**Task brief:** Copy the listing below line for line, without changing a single character.

**Region annotation entries:**

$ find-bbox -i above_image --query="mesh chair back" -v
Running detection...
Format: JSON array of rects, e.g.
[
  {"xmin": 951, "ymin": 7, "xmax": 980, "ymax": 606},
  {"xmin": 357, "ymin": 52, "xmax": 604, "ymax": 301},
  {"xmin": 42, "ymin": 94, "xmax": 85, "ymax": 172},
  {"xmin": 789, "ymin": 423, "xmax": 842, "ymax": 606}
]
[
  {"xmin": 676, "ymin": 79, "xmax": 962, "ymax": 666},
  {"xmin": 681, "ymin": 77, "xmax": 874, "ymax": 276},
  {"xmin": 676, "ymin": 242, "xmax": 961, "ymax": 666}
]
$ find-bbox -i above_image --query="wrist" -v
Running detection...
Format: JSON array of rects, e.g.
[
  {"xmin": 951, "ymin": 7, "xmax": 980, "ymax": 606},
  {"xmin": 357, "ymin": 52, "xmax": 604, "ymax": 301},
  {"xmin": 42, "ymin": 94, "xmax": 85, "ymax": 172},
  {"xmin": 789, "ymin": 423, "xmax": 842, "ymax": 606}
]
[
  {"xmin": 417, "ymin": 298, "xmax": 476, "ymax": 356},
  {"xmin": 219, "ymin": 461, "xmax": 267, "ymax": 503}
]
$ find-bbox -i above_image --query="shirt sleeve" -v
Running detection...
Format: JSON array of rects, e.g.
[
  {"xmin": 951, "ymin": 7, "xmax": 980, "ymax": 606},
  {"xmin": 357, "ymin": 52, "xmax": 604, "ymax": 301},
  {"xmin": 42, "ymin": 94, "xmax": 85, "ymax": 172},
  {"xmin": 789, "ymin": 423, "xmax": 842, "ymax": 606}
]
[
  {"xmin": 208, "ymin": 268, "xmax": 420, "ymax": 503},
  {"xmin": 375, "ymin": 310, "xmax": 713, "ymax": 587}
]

**Completed task:**
$ find-bbox -i above_image --query="mesh chair back" -v
Running detection...
Format: JSON array of rects, e.g.
[
  {"xmin": 951, "ymin": 7, "xmax": 980, "ymax": 606},
  {"xmin": 357, "ymin": 52, "xmax": 604, "ymax": 301},
  {"xmin": 42, "ymin": 94, "xmax": 85, "ymax": 172},
  {"xmin": 789, "ymin": 423, "xmax": 842, "ymax": 606}
]
[
  {"xmin": 676, "ymin": 79, "xmax": 962, "ymax": 666},
  {"xmin": 681, "ymin": 77, "xmax": 874, "ymax": 276},
  {"xmin": 676, "ymin": 242, "xmax": 961, "ymax": 666}
]
$ find-bbox -i above_image --query="wrist" -v
Running detection...
Format: JSON array of rects, e.g.
[
  {"xmin": 951, "ymin": 7, "xmax": 980, "ymax": 606},
  {"xmin": 357, "ymin": 52, "xmax": 604, "ymax": 301},
  {"xmin": 42, "ymin": 94, "xmax": 85, "ymax": 172},
  {"xmin": 789, "ymin": 423, "xmax": 842, "ymax": 606}
]
[
  {"xmin": 417, "ymin": 298, "xmax": 476, "ymax": 356},
  {"xmin": 219, "ymin": 461, "xmax": 267, "ymax": 503}
]
$ find-bbox -i above_image --query="shirt sleeve" -v
Running detection...
Format: JSON array of rects, e.g.
[
  {"xmin": 951, "ymin": 7, "xmax": 980, "ymax": 606},
  {"xmin": 357, "ymin": 52, "xmax": 604, "ymax": 301},
  {"xmin": 42, "ymin": 94, "xmax": 85, "ymax": 172},
  {"xmin": 789, "ymin": 423, "xmax": 842, "ymax": 606}
]
[
  {"xmin": 208, "ymin": 268, "xmax": 420, "ymax": 503},
  {"xmin": 375, "ymin": 310, "xmax": 713, "ymax": 587}
]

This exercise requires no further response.